### EXERCISE PROMPT:
Make an exact copy of the lines from the one holding "Return one point per instance of the can pull" through the last line of the material, and output nothing else.

### TASK MATERIAL:
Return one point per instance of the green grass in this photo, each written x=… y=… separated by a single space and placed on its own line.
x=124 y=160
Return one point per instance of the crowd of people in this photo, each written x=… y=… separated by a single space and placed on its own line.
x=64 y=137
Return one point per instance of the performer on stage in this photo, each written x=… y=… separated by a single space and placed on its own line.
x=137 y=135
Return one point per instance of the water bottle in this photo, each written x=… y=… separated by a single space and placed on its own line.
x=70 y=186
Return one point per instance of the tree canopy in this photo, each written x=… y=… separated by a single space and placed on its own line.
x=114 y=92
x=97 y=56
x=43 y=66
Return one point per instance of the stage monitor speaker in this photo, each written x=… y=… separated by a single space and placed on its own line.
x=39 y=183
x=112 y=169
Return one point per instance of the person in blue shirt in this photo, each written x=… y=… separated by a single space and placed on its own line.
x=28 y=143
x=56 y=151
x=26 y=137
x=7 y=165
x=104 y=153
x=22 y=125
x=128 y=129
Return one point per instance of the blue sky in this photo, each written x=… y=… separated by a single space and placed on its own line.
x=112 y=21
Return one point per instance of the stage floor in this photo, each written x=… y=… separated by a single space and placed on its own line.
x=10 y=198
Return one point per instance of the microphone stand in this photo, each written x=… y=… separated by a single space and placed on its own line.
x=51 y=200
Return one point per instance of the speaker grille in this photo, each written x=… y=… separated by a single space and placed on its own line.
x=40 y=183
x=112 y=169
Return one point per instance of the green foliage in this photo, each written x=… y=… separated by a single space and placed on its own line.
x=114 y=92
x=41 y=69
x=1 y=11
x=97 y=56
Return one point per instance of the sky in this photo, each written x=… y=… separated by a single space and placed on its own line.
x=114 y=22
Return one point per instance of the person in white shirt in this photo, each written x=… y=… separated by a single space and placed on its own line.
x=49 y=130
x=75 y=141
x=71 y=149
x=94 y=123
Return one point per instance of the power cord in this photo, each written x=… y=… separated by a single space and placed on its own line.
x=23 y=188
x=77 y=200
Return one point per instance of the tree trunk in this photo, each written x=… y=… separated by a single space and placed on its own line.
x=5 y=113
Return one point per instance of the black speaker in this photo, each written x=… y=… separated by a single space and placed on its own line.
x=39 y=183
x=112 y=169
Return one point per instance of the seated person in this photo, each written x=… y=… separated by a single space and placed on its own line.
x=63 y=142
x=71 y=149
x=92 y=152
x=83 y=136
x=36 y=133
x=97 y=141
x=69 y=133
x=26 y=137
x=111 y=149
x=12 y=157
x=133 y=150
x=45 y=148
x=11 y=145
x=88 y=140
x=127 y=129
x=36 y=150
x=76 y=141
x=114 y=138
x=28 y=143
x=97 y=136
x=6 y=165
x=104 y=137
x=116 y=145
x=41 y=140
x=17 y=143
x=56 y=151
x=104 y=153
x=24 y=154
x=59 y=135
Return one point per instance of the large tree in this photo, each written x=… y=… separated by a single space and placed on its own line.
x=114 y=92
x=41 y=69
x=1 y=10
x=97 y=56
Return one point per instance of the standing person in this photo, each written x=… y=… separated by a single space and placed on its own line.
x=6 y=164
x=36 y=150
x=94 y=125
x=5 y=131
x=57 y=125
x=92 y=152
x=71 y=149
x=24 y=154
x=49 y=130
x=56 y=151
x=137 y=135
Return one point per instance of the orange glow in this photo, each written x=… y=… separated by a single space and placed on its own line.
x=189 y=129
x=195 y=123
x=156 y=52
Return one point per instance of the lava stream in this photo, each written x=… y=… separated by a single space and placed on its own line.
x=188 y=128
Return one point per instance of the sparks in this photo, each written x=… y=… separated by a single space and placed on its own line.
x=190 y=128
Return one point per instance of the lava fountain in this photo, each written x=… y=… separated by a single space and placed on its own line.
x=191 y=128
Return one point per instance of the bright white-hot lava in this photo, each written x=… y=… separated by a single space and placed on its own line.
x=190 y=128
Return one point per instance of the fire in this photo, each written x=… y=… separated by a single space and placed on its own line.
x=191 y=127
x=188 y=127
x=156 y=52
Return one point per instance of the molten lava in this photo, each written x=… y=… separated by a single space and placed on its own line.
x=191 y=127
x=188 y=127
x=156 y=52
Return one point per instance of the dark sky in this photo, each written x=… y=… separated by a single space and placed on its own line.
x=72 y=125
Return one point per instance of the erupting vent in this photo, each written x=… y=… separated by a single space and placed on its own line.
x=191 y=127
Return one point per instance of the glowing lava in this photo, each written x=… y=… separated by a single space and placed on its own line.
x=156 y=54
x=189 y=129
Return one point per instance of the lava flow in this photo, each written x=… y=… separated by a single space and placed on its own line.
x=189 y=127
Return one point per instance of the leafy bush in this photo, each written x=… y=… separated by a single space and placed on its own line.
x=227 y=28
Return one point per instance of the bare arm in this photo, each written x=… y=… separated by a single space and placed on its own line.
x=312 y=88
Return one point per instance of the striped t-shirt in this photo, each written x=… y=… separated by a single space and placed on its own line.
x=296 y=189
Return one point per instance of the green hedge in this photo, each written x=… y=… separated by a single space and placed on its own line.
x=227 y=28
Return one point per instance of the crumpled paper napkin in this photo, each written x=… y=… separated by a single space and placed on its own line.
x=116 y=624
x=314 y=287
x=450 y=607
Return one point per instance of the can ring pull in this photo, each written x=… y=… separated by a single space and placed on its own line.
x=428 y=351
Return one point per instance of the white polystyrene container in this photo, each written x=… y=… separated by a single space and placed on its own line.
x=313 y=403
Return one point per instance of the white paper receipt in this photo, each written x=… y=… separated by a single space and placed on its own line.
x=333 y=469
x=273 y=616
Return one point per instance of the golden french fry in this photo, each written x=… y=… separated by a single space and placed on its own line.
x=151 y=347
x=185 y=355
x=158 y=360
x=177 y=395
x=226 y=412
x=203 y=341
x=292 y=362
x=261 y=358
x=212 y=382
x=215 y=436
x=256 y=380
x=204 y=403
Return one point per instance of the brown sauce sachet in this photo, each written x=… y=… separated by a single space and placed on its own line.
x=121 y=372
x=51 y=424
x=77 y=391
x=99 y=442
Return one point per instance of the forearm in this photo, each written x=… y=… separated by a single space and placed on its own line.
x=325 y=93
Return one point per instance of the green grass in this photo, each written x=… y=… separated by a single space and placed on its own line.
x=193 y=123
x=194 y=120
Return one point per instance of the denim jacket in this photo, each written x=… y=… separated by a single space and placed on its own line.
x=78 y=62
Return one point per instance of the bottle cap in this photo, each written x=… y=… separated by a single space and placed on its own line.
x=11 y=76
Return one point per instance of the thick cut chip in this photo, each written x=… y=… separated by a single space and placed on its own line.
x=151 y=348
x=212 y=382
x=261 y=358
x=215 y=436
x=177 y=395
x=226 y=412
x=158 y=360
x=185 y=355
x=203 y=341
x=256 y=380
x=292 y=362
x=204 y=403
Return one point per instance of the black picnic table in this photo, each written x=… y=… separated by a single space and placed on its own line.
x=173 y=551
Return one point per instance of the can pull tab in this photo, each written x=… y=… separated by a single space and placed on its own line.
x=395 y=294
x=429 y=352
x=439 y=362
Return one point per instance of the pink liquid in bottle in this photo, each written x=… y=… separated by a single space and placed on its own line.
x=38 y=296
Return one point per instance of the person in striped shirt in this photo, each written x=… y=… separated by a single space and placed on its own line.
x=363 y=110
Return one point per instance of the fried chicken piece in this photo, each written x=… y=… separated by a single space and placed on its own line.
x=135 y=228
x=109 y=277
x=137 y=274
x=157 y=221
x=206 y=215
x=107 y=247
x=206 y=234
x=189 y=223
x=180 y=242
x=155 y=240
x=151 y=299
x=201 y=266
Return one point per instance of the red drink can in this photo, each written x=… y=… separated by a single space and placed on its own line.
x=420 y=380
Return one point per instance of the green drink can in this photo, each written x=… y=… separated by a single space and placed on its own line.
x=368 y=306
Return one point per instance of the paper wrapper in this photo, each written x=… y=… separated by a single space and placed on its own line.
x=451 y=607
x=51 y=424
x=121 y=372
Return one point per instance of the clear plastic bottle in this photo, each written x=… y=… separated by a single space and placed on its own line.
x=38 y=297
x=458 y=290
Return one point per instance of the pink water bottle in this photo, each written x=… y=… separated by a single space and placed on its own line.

### ANSWER SECTION:
Return one point per instance of the can pull tab in this photo, each written x=… y=… separated by a single space and placed on its own line.
x=395 y=294
x=429 y=352
x=439 y=362
Return one point per instance of the pink liquid in bottle in this photo, each written x=… y=… separated by a single space and placed on its own line.
x=38 y=296
Return one point per instance of the person in striped shirt in this photo, each written x=… y=… separated by a single space and placed on its own line.
x=363 y=110
Return one point per instance of the fried chicken piece in this photo, each written x=… y=… separated by a single space and placed on its own line.
x=135 y=228
x=109 y=277
x=137 y=274
x=157 y=221
x=206 y=215
x=107 y=247
x=206 y=234
x=189 y=223
x=180 y=242
x=155 y=240
x=151 y=299
x=201 y=266
Return one point per instance of the red drink can in this photo, each written x=… y=… separated by a single space and placed on its own line.
x=420 y=380
Return one point per instance of the green drink can in this photo, each written x=… y=… separated by a single space and placed on its own line.
x=368 y=306
Return one point per instance of the paper wrapper in this photo, each written x=… y=… separated by a single space and placed on its own line.
x=451 y=607
x=51 y=424
x=121 y=372
Return one point per instance of the clear plastic bottle in this photo, each written x=… y=… separated by a single space and placed on its own line.
x=38 y=297
x=458 y=290
Return one point per instance of the pink water bottle in this photo, each written x=… y=… separated by a single space and placed on its own line.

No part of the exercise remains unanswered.